> **DO THIS**
Copy every one of the lines below word for word, and leave the pictures out of your copy.

> **RECORDS FOR THIS EXERCISE**
** Begin **

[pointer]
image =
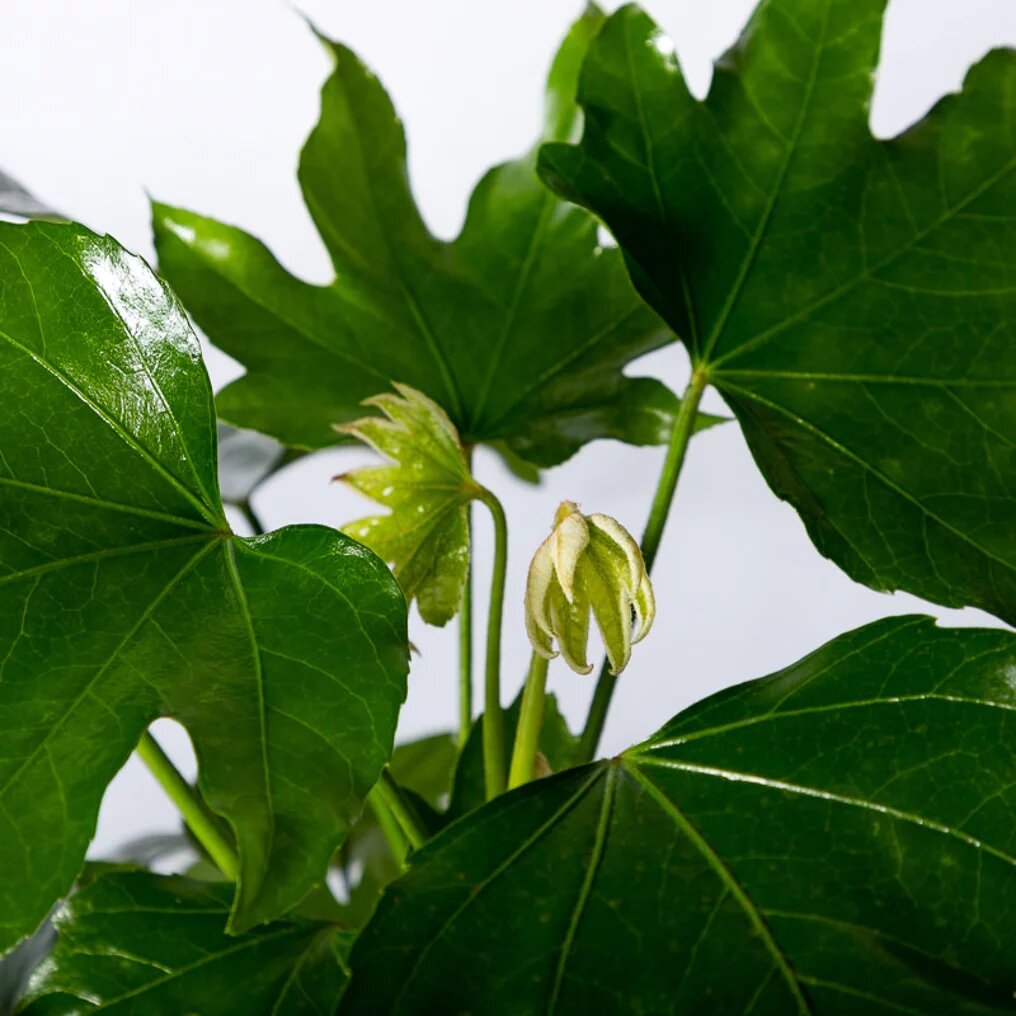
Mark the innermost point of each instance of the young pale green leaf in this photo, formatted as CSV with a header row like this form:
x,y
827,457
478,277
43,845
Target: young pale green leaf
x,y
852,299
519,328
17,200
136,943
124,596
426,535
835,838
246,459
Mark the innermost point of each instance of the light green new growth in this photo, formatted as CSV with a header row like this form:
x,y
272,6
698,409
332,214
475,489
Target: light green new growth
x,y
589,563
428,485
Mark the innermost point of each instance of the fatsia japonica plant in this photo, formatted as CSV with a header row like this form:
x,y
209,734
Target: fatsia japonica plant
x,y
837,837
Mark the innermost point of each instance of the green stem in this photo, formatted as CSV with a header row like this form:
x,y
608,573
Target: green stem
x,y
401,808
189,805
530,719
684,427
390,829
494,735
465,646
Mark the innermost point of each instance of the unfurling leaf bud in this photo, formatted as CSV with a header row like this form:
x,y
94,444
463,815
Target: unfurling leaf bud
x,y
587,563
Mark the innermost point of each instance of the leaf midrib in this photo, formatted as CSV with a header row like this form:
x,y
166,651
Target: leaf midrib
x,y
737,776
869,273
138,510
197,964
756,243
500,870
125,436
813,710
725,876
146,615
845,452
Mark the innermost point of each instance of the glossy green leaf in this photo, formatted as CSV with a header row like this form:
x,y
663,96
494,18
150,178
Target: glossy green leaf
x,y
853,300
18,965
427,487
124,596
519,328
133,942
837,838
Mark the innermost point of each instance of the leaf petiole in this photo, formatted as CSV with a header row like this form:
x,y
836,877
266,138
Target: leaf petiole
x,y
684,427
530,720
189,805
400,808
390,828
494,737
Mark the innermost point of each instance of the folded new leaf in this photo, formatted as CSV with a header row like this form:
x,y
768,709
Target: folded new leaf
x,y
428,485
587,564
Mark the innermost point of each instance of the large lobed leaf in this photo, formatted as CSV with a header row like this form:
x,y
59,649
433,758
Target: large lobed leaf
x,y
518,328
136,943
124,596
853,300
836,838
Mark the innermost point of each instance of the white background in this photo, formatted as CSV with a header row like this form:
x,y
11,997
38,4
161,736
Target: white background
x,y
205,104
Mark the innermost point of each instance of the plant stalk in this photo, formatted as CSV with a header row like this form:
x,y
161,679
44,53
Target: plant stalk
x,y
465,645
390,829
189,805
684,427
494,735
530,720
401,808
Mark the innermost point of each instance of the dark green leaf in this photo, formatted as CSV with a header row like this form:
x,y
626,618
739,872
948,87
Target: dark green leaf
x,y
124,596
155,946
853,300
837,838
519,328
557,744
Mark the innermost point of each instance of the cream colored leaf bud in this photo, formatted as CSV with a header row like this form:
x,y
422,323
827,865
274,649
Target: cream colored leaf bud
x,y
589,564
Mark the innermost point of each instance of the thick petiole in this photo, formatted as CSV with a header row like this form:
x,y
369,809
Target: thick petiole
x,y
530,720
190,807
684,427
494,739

** End **

> **FULL OUTPUT**
[pointer]
image =
Mark the innermost point of each instance of the young pale green leaf in this photo, formatted as CSV with a header row like this form:
x,y
827,457
478,277
43,845
Target: young pale green leaf
x,y
852,299
519,328
17,200
136,943
124,596
426,535
835,838
246,459
Mark the innermost point of each instance of the light green new growth in this photo, formatted as CSV with a header row like this form:
x,y
272,6
698,409
332,214
475,489
Target: light green new growth
x,y
589,563
428,485
Mark the innermost point of each instance of the fatsia japonica plant in this photo, formatted as CSV with a header row like this form:
x,y
209,734
Target: fatsia japonica plant
x,y
837,837
Mark the innermost point of each instance of the green stem in this photo, formatted as CSV with a header row like this form:
x,y
608,573
Target: green stem
x,y
401,808
189,805
530,719
684,427
390,829
494,735
465,646
Mark the innermost point of each instance of the unfurling leaf bud in this photo, formatted as CSV with a header row like this form:
x,y
94,444
463,815
Target: unfurling leaf bud
x,y
587,563
Mark the innermost point of each instance of the leaf midrib in this photo, formatted as CSV with a header row like this form:
x,y
166,651
Target: leaf midrib
x,y
737,776
869,273
138,510
197,964
756,243
500,870
125,436
813,710
725,876
146,615
845,452
Mark the innermost point of each instance of the glossy green leaf in this photo, formatted as CSV with a header row like this form:
x,y
663,96
494,18
150,178
Target: glossy green leaf
x,y
853,300
18,965
427,487
124,596
519,328
133,942
837,838
Mark the innermost point of each instance of the leaf petiole in this photo, formatted as CSV with a header row like this form:
x,y
836,877
266,138
Target: leaf petiole
x,y
684,427
530,720
189,805
400,808
390,828
494,737
Mark the innermost point of each instance of the folded new leaf in this photo, formatted as CSV with a header row like this form:
x,y
768,709
Target: folded new leaf
x,y
428,485
587,564
Mark the innermost point of each instance of the large lobed leaf in this photo, formatted as CSV with a header row like this form:
x,y
59,649
433,758
Target: large lobed leaf
x,y
518,328
136,943
124,596
853,300
836,838
Mark the innermost point of each instance of the white background in this photo, formatted as CSV with a header row like this form:
x,y
11,997
38,4
161,736
Target: white background
x,y
205,104
Mark the innermost point of each instance of the plant stalk in this photo, formatted as CSV with a header row like this form:
x,y
161,679
44,53
Target: plant stalk
x,y
465,645
390,829
189,805
684,427
494,735
530,720
401,808
Mark the innermost point of each instance of the dark green leaf in this photo, formatted as CSV with a header row like this form:
x,y
626,618
739,872
948,87
Target: dark green leaf
x,y
124,596
155,946
853,300
837,838
519,328
557,744
Mark the innermost point of each instance of the cream colored leaf bud in this photo, formatted as CSV with a header row like this form:
x,y
422,323
827,865
274,649
Target: cream colored leaf bud
x,y
589,564
Mark the innermost point of each instance of the thick petiole in this photo, formatted as CSV with a header row like this form:
x,y
369,809
Target: thick petiole
x,y
530,720
190,807
684,427
494,739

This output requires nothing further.